### Tasks to perform
(a) Answer these questions from the news article on the Alberta beef recall, one line each:
(i) What position does Harpreet Kochhar hold?
(ii) What did XL Foods say a day before the teleconference?
(iii) How many of the illness cases were in Alberta?
(b) Continue the news article on the Alberta beef recall, starting after its last sentence.

### Text under study
Cattle look out from their pen on a feedlot near Airdrie, Alta., on Wednesday, Jan. 12, 2005.JEFF MCINTOSH/The Canadian Press

An Alberta meat processing plant that continued to churn out its product for more than three weeks after the discovery of a dangerous strain of bacteria early last month did not follow its own protocols for handling the outbreak.

Harpreet Kochhar, the executive director of western operations for the Canadian Food Inspection Agency, told a news media teleconference on Friday that "our findings show that, although the company had an approved plan to deal with E. coli, that plan was not fully followed and was not being updated."

A day earlier, XL Foods said it took full responsibility for its tainted products. Its operations remain closed and Dr. Kochhar said they will not reopen until the agency is certain the bacteria are no longer an issue.

The incident has prompted the largest recall of beef in Canadian history and left at least six people ill. Five of those cases were in Alberta, and officials in Newfoundland confirmed on Friday that one person in that province had been infected with the specific strain linked to the XL plant.

### Recorded information
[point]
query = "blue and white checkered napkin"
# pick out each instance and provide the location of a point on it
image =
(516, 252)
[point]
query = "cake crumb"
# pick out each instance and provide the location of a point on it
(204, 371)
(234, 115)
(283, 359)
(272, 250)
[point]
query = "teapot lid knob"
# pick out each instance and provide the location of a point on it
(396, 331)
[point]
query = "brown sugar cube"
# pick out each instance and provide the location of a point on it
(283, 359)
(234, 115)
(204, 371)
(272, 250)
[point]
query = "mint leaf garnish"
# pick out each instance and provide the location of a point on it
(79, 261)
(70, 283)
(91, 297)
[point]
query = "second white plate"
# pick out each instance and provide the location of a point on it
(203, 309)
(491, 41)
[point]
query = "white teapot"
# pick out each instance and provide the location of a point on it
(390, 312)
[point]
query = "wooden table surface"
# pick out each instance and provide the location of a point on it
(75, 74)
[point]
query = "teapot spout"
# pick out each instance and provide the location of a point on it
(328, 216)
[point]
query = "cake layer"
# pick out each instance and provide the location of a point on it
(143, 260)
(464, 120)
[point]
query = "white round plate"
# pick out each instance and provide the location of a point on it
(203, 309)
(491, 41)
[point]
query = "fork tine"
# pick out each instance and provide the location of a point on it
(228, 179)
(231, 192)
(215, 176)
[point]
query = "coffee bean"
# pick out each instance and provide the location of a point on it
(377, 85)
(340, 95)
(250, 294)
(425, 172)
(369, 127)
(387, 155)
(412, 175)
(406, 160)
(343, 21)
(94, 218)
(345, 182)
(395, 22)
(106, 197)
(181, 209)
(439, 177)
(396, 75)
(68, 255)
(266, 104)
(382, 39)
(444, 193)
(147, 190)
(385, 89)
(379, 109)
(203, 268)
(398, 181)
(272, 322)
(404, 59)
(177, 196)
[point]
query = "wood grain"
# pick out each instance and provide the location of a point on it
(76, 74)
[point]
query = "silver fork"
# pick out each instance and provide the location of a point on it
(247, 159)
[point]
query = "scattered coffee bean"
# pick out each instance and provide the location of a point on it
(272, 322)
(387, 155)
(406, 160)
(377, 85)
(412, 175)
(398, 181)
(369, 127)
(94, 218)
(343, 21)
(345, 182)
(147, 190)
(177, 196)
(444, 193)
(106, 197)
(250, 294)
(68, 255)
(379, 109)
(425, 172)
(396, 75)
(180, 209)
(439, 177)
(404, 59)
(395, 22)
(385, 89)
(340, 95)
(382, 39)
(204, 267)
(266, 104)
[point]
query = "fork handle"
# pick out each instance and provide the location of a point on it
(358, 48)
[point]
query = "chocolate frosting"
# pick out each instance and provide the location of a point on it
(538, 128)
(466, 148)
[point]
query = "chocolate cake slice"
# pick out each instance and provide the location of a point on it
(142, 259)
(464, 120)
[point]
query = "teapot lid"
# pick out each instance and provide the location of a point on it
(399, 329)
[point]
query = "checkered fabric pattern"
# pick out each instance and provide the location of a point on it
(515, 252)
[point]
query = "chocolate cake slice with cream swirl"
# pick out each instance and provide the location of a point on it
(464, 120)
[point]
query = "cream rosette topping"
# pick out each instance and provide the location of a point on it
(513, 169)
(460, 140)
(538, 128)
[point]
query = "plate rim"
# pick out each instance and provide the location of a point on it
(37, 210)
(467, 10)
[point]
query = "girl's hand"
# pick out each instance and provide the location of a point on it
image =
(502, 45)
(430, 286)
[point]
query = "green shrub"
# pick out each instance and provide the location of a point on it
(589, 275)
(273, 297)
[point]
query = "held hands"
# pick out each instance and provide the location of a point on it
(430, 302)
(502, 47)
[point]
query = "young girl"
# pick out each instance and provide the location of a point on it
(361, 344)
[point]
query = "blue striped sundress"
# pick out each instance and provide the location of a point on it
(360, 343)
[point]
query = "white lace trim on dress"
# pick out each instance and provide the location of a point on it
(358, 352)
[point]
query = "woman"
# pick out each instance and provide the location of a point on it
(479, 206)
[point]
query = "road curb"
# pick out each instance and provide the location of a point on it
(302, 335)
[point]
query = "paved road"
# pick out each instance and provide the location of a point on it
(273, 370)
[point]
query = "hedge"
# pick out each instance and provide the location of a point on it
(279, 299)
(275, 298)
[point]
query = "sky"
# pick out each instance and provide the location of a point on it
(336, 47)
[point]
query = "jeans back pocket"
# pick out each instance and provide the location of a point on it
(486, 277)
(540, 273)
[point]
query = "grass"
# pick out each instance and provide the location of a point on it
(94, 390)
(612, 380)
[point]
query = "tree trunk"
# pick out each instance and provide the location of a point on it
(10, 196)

### Answers by item
(a)
(i) Executive director of western operations for the Canadian Food Inspection Agency
(ii) That it took full responsibility for its tainted products
(iii) Five

(b)
Dr. Kochhar did not rule out the possibility that more products may be added to the list of 1,800 products that have been recalled.

But questions remain about why meat continued to be processed so long after E. coli was discovered.

Dr. Kochhar said a letter was sent to XL on Sept. 6 and again on Sept. 7 giving the company until Sept. 8 to produce distribution and testing results. It was not until Sept. 10 and 11 that the company complied and, even then, he said, "it was not usable in a form that we could easily work on it."

The head of the CFIA told reporters earlier this week that the agency does not have the power to compel the speedy delivery of information from processing plants. Both CFIA officials and government representatives have said they are counting on a piece of legislation that is now before the Senate – a bill similar to one that died in 2008 when Prime Minister Stephen Harper prorogued Parliament – to make it easier to force companies to comply with such requests.

But Bob Kingston, president of the Agriculture Union, which represents Canadian meat inspectors, said his members have always been told that, when documentation is not handed over, they can pull the company's licence. In this case, Mr. Kingston said, the decision would have been left to senior management because of the high-profile nature of the incident.

CFIA officials said they did not move to shut down the plant on the first day that the information was not forthcoming because they did not realize the scope of the problem.

"We didn't have that evidence to suggest that we had a problem in the plant," Karen McIntyre, the executive director of agrifood, meat and seafood safety at the CFIA, told the news conference. "That was the information that we were looking for in the documentation that we were requesting."

But the United States raised the alarm about a shipment of tainted meat stopped at the border on Sept. 3.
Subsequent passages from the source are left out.